● **Excerpted data**
##########

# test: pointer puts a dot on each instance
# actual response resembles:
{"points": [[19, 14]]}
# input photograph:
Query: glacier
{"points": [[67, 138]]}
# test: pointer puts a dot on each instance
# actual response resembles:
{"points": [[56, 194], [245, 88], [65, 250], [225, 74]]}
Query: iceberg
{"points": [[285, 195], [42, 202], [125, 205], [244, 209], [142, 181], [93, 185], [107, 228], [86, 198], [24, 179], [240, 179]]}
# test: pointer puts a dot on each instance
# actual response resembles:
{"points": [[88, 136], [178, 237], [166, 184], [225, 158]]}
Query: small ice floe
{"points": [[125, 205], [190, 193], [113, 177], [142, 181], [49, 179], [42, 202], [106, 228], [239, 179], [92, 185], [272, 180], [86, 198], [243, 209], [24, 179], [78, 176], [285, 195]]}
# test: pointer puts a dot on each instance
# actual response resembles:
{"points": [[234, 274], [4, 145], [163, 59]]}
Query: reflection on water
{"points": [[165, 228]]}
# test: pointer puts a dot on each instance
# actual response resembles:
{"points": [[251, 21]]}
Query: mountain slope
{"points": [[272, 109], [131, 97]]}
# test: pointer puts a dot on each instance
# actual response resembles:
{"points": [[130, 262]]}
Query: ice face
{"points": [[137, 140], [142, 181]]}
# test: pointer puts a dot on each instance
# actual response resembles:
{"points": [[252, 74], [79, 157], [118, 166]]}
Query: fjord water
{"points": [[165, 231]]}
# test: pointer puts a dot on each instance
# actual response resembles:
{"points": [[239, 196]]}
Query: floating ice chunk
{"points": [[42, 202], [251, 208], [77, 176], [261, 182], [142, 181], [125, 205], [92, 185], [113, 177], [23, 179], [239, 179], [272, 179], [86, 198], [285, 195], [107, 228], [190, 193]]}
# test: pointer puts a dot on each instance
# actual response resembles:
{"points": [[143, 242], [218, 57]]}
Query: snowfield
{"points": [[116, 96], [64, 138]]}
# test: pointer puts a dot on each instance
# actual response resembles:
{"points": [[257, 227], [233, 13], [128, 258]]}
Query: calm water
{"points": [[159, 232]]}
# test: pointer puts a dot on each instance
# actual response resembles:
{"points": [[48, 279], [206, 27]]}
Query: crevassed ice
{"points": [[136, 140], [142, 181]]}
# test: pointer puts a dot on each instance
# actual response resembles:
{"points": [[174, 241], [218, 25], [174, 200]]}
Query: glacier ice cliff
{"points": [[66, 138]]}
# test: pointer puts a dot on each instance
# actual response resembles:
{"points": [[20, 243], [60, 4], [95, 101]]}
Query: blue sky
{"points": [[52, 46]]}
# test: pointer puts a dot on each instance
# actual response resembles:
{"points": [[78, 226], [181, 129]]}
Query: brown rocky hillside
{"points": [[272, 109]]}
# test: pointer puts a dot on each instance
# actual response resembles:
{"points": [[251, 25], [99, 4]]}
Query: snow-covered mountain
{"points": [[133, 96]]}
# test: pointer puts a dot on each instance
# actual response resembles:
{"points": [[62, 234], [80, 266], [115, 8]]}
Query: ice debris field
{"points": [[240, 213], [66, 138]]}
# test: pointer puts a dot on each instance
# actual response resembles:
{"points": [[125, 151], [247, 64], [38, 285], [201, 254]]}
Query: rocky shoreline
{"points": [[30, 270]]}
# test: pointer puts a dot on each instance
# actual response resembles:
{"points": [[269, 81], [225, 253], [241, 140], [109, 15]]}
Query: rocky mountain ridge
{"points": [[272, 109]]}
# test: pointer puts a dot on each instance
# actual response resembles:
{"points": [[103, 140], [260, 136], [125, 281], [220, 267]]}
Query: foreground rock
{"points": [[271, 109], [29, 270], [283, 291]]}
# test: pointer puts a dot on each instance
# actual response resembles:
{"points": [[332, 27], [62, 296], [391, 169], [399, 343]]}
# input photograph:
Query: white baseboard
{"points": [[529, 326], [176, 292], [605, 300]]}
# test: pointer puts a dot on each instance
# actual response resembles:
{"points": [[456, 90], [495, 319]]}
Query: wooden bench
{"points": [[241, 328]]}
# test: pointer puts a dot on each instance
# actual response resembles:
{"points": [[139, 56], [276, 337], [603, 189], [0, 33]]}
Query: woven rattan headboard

##########

● **Activity**
Copy out the entries. Leave every line exactly as it is.

● **Exercise solution**
# test: pointer puts a dot on each instance
# actual response resembles:
{"points": [[19, 14]]}
# input photograph:
Query: glacier
{"points": [[67, 138]]}
# test: pointer puts a dot on each instance
# actual response resembles:
{"points": [[56, 194], [245, 88], [65, 250], [225, 74]]}
Query: iceberg
{"points": [[285, 195], [42, 202], [125, 205], [244, 209], [142, 181], [93, 185], [107, 228], [86, 198], [24, 179], [240, 179]]}
# test: pointer puts a dot on each instance
# actual response resembles:
{"points": [[88, 136], [178, 237], [166, 184], [225, 158]]}
Query: small ice floe
{"points": [[125, 205], [190, 193], [113, 177], [142, 181], [49, 179], [42, 202], [106, 228], [239, 179], [92, 185], [272, 180], [86, 198], [243, 209], [24, 179], [78, 176], [285, 195]]}
# test: pointer puts a dot on each instance
# actual response resembles:
{"points": [[234, 274], [4, 145], [163, 59]]}
Query: reflection on water
{"points": [[165, 228]]}
# test: pointer puts a dot on each instance
# actual response resembles:
{"points": [[251, 21]]}
Query: mountain slope
{"points": [[272, 109], [131, 97]]}
# test: pointer puts a dot on each instance
# actual response resembles:
{"points": [[130, 262]]}
Query: ice face
{"points": [[137, 140], [142, 181]]}
# test: pointer puts a dot on each instance
# actual response resembles:
{"points": [[252, 74], [79, 157], [118, 166]]}
Query: fjord water
{"points": [[165, 231]]}
# test: pointer puts a dot on each instance
# actual response resembles:
{"points": [[239, 196]]}
Query: floating ice chunk
{"points": [[42, 202], [251, 208], [77, 176], [261, 182], [142, 181], [125, 205], [92, 185], [113, 177], [23, 179], [239, 179], [272, 179], [86, 198], [285, 195], [107, 228], [190, 193]]}
# test: pointer puts a dot on each instance
# actual response resembles:
{"points": [[143, 242], [218, 57]]}
Query: snowfield
{"points": [[116, 96], [64, 138]]}
# test: pointer puts a dot on each instance
# actual response resembles:
{"points": [[257, 227], [233, 13], [128, 258]]}
Query: calm water
{"points": [[159, 232]]}
# test: pointer puts a dot on each instance
# actual response resembles:
{"points": [[48, 279], [206, 27]]}
Query: crevassed ice
{"points": [[136, 140], [142, 181]]}
# test: pointer puts a dot on each instance
# actual response resembles:
{"points": [[174, 241], [218, 25], [174, 200]]}
Query: glacier ice cliff
{"points": [[66, 138]]}
# test: pointer puts a dot on each instance
# actual response resembles:
{"points": [[20, 243], [60, 4], [95, 101]]}
Query: blue sky
{"points": [[52, 46]]}
# test: pointer puts a dot on each instance
# actual response resembles:
{"points": [[78, 226], [181, 129]]}
Query: brown rocky hillside
{"points": [[272, 109]]}
# test: pointer puts a dot on each instance
# actual response resembles:
{"points": [[251, 25], [99, 4]]}
Query: snow-covered mountain
{"points": [[133, 96]]}
# test: pointer puts a dot on each instance
# actual response resembles:
{"points": [[62, 234], [80, 266], [115, 8]]}
Query: ice debris field
{"points": [[240, 213], [66, 138]]}
# test: pointer puts a dot on each instance
# actual response resembles:
{"points": [[125, 151], [247, 64], [38, 285], [201, 254]]}
Query: rocky shoreline
{"points": [[30, 270]]}
# test: pointer puts a dot on each instance
# actual response resembles:
{"points": [[269, 81], [225, 253], [241, 140], [109, 15]]}
Query: rocky mountain ridge
{"points": [[272, 109]]}
# test: pointer puts a dot on each instance
# actual response resembles:
{"points": [[103, 140], [260, 136], [125, 281], [220, 267]]}
Query: foreground rock
{"points": [[271, 109], [29, 270], [283, 291]]}
# test: pointer puts a dot on each instance
# actual response resembles:
{"points": [[332, 27], [62, 296], [391, 169], [399, 343]]}
# input photograph:
Query: white baseboard
{"points": [[529, 326], [176, 292], [605, 300]]}
# test: pointer puts a dot on each instance
# actual response resembles:
{"points": [[456, 90], [495, 319]]}
Query: wooden bench
{"points": [[241, 328]]}
# test: pointer puts a dot on each instance
# actual response resembles:
{"points": [[139, 56], [276, 337], [603, 189], [0, 33]]}
Query: woven rattan headboard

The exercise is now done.